• **Task objective**:
List every line of the entries below that contains the word "white", copying each such line in full.

Stored records:
::::::::::
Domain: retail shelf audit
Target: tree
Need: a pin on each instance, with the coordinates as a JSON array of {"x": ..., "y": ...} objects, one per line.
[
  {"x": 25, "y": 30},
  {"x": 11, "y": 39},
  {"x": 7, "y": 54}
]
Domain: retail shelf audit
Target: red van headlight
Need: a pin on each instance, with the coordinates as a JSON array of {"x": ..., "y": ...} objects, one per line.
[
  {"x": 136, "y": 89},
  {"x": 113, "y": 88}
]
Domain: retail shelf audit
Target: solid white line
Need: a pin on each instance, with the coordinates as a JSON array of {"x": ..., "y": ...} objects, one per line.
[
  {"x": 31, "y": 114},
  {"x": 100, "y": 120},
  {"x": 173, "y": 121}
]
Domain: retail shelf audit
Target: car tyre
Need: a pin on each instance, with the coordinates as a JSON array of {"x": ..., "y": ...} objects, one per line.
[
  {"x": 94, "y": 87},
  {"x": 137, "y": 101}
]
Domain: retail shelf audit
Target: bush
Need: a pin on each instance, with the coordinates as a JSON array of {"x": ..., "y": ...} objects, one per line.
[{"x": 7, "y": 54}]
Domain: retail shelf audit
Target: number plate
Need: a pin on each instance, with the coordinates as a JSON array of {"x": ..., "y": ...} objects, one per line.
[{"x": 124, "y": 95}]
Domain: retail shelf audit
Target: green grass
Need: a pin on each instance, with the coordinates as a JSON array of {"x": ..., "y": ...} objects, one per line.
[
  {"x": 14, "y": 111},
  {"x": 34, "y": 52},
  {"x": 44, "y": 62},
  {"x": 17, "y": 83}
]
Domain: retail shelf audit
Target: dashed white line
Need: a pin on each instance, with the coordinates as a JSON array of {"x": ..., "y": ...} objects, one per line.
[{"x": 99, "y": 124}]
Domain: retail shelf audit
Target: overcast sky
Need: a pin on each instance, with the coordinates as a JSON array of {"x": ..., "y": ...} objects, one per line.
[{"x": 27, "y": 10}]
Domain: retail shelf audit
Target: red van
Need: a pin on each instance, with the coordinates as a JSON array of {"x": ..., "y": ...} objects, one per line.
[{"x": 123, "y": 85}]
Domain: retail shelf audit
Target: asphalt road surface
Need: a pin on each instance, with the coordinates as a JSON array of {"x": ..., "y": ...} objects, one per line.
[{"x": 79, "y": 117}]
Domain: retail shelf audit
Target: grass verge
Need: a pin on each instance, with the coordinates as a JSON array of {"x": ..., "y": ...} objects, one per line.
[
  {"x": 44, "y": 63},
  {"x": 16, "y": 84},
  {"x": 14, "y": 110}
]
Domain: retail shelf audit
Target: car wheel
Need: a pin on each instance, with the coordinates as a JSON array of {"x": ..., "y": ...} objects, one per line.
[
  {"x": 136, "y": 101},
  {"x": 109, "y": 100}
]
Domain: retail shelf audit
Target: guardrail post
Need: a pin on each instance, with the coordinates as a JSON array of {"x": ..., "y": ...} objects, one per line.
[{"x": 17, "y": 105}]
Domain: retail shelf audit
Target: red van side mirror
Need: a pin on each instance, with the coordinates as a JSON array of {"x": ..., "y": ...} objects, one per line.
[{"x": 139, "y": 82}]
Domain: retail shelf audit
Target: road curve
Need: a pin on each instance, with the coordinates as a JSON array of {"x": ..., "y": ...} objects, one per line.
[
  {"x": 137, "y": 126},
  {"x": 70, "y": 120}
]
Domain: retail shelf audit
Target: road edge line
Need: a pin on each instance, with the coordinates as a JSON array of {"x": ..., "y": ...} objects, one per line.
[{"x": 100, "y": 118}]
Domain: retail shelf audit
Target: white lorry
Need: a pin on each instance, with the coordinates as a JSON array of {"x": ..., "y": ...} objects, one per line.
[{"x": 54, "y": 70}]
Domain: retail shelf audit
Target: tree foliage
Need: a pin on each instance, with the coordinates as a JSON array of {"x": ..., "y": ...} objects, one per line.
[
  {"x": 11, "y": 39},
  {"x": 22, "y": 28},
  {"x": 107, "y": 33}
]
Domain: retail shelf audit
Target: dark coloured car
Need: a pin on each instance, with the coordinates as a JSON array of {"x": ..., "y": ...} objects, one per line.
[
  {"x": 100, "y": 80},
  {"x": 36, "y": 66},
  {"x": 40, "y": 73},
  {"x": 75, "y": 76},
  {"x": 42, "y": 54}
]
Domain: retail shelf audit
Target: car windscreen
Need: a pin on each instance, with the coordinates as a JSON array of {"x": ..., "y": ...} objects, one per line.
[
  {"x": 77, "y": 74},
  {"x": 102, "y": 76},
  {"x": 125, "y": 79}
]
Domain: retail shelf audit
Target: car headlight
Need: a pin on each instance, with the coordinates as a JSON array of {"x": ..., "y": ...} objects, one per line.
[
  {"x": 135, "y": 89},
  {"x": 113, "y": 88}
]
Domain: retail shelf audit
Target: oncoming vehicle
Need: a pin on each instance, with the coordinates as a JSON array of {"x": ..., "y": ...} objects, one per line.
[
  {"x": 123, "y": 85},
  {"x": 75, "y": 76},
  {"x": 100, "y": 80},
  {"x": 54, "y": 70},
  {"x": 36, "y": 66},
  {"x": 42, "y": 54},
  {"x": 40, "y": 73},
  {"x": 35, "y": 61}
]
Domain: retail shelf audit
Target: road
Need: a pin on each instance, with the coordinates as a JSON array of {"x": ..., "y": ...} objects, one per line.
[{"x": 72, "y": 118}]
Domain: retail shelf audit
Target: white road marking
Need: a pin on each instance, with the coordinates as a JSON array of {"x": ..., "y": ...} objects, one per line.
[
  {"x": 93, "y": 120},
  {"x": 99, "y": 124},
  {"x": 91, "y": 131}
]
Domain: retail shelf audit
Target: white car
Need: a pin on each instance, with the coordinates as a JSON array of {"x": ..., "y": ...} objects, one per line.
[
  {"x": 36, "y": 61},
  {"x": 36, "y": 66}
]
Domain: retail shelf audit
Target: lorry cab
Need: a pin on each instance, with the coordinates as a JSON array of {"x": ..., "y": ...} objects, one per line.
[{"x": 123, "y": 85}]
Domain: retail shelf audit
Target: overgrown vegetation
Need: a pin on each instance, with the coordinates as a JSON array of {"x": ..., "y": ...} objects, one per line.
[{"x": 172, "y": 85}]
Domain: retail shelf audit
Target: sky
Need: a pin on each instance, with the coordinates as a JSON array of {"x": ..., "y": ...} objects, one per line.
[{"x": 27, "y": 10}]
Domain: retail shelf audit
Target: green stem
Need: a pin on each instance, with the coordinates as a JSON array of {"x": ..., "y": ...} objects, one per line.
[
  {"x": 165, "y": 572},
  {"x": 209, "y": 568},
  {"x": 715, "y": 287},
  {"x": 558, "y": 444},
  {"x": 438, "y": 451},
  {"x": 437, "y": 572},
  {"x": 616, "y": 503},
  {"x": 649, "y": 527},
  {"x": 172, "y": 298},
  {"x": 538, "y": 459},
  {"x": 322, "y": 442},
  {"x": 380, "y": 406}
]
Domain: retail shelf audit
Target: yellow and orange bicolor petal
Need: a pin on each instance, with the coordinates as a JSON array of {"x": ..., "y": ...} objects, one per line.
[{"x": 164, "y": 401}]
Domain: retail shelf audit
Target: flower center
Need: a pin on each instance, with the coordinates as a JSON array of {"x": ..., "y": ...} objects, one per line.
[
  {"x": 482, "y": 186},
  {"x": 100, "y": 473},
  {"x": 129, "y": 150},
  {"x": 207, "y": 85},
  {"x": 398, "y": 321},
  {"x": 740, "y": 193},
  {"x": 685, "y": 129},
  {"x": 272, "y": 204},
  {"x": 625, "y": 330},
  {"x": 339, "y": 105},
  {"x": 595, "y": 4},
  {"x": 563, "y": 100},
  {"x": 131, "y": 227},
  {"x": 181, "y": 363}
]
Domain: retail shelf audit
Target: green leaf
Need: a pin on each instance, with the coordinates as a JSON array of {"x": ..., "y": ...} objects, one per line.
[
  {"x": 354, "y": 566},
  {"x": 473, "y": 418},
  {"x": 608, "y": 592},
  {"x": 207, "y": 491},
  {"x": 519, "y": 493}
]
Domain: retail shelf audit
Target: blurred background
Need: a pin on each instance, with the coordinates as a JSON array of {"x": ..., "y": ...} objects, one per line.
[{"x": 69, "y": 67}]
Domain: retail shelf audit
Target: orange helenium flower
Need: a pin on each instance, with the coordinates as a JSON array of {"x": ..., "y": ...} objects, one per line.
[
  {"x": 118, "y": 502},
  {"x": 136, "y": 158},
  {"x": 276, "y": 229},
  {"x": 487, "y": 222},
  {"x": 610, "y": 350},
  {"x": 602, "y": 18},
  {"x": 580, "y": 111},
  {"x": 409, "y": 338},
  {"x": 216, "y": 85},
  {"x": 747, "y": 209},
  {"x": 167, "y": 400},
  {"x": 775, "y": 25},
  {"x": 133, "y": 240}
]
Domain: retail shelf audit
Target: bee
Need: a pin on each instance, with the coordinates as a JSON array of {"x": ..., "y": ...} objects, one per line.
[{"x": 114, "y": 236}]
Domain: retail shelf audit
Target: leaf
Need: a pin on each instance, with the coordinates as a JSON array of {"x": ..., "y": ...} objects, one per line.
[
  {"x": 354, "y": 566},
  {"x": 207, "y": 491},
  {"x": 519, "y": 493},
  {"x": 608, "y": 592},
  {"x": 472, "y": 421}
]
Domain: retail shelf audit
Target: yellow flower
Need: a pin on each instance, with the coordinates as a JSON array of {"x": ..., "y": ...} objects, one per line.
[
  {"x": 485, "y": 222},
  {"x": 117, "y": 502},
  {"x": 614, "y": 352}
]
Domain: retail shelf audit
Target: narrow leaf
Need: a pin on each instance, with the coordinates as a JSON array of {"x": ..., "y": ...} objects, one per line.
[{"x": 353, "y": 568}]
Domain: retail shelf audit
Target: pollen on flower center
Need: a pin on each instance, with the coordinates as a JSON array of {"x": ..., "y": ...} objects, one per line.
::::::::::
• **Output of the exercise**:
Target: solid white line
Target: dashed white line
Target: white lorry
Target: white road marking
Target: white car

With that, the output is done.